Stored dataset items
####
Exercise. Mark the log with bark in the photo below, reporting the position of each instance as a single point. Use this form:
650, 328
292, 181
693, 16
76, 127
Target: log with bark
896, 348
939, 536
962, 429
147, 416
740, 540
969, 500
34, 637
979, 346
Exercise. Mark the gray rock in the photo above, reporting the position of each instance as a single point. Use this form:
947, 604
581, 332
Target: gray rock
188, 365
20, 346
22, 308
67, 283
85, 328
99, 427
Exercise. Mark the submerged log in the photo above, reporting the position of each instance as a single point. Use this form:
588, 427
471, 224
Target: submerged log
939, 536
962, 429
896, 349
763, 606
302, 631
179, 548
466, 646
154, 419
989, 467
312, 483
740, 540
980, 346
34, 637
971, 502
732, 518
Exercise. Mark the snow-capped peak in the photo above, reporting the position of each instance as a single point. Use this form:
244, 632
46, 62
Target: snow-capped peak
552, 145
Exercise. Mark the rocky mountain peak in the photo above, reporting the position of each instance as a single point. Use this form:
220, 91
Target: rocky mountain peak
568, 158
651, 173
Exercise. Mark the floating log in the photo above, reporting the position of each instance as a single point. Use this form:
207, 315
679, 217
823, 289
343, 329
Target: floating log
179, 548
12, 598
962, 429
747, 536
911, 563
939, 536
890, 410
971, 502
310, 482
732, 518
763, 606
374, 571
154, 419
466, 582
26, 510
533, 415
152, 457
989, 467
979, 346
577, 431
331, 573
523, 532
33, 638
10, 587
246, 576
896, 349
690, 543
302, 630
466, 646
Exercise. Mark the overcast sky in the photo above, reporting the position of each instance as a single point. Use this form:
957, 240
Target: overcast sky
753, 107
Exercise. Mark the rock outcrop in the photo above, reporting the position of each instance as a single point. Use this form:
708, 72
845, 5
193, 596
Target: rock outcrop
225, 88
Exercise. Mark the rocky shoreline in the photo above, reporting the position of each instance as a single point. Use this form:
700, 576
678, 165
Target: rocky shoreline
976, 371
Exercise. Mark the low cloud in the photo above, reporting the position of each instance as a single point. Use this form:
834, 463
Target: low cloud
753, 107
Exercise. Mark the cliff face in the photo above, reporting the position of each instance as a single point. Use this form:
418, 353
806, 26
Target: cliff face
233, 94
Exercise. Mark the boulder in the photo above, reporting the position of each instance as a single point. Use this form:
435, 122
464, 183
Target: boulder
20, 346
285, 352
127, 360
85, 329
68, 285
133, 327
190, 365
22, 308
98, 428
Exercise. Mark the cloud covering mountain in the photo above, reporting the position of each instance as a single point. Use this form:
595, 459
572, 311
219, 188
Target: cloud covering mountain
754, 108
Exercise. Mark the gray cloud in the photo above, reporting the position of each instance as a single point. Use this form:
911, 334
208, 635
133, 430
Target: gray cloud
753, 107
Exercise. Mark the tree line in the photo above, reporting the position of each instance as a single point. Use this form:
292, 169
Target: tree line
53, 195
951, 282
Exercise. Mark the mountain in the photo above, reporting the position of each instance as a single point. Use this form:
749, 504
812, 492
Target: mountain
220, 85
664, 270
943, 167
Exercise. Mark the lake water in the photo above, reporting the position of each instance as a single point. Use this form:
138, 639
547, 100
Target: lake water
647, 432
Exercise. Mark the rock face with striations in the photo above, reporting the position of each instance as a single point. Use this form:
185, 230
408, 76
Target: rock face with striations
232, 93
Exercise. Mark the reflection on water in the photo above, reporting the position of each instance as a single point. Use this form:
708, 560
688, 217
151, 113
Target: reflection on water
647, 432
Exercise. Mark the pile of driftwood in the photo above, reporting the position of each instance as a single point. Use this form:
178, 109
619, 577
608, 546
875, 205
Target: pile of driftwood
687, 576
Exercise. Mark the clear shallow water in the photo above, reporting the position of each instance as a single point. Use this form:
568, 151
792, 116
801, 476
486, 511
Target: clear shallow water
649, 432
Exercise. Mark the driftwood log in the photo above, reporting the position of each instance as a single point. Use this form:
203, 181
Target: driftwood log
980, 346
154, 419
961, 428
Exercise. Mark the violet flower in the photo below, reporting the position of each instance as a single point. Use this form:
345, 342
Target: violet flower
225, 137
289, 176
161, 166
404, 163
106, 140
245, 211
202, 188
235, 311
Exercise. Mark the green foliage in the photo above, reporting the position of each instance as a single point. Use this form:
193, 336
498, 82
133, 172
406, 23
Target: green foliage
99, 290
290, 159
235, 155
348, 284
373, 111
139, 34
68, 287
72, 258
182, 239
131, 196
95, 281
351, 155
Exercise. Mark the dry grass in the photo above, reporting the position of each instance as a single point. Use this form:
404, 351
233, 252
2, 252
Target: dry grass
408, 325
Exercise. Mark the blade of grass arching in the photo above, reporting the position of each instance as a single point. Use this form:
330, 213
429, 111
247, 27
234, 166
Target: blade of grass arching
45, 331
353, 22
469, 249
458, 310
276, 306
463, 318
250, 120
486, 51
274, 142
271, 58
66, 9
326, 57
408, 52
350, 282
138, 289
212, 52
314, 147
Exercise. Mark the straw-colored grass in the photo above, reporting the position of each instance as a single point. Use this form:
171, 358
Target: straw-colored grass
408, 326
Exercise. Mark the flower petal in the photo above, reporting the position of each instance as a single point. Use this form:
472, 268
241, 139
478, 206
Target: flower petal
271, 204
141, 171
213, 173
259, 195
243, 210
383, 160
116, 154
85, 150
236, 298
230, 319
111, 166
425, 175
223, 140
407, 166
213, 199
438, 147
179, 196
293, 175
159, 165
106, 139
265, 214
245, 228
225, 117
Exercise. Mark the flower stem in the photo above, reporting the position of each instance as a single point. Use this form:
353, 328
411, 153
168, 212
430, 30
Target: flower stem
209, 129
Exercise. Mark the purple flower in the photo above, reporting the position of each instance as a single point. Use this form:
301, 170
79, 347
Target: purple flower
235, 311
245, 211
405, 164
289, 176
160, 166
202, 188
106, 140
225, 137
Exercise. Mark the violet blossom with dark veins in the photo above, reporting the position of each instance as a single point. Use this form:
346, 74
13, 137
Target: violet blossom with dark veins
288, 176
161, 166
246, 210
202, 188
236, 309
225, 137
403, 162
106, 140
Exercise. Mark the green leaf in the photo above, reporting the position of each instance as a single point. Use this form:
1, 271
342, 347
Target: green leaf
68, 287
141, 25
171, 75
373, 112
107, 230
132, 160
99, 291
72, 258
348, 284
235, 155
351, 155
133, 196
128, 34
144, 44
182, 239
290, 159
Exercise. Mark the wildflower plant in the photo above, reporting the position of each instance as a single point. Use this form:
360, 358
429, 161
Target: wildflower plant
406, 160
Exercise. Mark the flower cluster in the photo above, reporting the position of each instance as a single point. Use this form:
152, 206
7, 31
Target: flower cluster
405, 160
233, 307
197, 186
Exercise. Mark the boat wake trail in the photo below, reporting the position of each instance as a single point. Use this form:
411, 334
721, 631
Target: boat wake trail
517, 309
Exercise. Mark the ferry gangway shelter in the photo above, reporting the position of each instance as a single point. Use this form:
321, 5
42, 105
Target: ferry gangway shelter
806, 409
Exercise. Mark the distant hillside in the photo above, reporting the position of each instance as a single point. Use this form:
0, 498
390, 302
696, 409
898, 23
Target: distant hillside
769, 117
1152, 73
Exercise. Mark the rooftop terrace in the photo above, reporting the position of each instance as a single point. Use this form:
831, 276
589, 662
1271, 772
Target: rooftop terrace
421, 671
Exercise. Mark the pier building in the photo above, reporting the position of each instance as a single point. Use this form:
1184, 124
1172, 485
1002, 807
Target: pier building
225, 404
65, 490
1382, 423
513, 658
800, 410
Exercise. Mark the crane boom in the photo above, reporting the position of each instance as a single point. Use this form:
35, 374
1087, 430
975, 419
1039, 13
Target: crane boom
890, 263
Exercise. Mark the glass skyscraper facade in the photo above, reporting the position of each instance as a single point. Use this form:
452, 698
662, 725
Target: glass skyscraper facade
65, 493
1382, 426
####
> TO DO
Please rewrite every line from the one containing "Exercise. Mark the pier" through the end of the records, inclusive. Raise each answer coordinate by 113 and keep all other lines and numbers unchanged.

> EXERCISE ANSWER
Exercise. Mark the pier building in the photo above, reporting the position of each instance as a single point. Use this form:
1184, 124
1172, 485
1002, 807
Target: pier building
338, 517
178, 603
1495, 536
626, 771
913, 523
Exercise. Mark the crane boom in the photo above, reporting the position of each instance as a single point. Use this form:
35, 374
1087, 430
975, 419
1039, 13
Target: crane boom
1003, 376
Exercise. Mark the glass skyscraper facade in the photo above, reporting the position of each instance as a single point. Use this form:
452, 698
662, 725
Target: glass skyscraper facade
178, 606
1495, 539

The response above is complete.